>> START LISTED RECORDS

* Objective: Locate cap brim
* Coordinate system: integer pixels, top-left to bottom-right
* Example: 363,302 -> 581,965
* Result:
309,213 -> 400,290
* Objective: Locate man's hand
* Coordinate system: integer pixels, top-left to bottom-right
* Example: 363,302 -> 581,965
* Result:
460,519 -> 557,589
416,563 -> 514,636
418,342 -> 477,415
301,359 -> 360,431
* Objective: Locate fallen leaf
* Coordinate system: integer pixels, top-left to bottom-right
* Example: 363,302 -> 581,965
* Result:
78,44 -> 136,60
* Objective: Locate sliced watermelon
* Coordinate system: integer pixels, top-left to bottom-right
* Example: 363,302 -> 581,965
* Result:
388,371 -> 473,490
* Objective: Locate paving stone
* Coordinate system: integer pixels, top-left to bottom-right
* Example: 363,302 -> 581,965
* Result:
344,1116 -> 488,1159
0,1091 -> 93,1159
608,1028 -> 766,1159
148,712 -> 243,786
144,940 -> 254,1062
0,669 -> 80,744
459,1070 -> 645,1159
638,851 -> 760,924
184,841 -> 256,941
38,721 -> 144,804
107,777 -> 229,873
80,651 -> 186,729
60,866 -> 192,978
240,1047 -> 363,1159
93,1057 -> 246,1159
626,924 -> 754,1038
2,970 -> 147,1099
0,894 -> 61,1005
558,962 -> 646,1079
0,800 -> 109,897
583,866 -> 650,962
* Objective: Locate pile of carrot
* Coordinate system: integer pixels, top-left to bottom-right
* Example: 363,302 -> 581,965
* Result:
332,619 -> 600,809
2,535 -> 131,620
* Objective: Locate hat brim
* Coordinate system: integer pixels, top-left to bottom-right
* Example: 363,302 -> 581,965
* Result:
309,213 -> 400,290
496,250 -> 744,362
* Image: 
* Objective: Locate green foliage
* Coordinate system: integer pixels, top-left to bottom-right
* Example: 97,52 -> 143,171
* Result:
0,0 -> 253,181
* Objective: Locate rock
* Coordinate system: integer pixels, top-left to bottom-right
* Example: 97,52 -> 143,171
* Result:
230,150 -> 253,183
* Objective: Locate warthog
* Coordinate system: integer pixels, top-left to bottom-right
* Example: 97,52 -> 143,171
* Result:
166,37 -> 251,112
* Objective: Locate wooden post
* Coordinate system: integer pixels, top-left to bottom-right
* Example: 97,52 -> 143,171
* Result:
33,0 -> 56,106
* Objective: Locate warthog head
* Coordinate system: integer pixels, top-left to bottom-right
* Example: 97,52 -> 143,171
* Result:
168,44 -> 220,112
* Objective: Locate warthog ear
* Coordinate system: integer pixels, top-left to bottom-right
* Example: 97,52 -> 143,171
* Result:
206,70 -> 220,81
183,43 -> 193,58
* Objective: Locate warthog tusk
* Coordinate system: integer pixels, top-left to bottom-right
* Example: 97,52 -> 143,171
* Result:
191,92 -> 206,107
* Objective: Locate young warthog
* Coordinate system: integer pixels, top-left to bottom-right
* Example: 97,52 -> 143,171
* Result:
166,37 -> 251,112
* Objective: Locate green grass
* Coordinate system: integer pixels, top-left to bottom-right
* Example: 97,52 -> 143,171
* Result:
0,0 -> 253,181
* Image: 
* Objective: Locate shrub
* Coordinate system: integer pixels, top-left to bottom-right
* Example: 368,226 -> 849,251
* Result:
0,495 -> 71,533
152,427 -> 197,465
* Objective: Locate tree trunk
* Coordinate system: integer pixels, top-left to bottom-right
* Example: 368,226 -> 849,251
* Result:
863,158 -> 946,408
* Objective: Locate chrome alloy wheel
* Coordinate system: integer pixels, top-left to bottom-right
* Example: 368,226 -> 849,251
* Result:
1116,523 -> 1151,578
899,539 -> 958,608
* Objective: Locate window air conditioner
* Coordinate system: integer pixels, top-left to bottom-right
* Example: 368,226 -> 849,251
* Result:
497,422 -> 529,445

>> END LISTED RECORDS

EXERCISE TASK
Scale the records starting at the line containing "Locate green grass" and ending at the line containing "152,427 -> 197,465": reproduce every line, requests included, but multiply each box coordinate in the answers by 0.2 and round to a whole number, with halves rounding up. Leave the numbers in the requests and their sample formats unchanged.

FINAL ANSWER
* Objective: Locate green grass
* Coordinate system: integer pixels, top-left to bottom-right
* Example: 97,52 -> 143,171
* Result:
0,0 -> 51,36
* Image: 
* Objective: Locate shrub
* Coordinate system: integer pixels, top-left to bottom-right
* Example: 368,226 -> 849,251
* Result:
0,99 -> 14,107
30,85 -> 39,93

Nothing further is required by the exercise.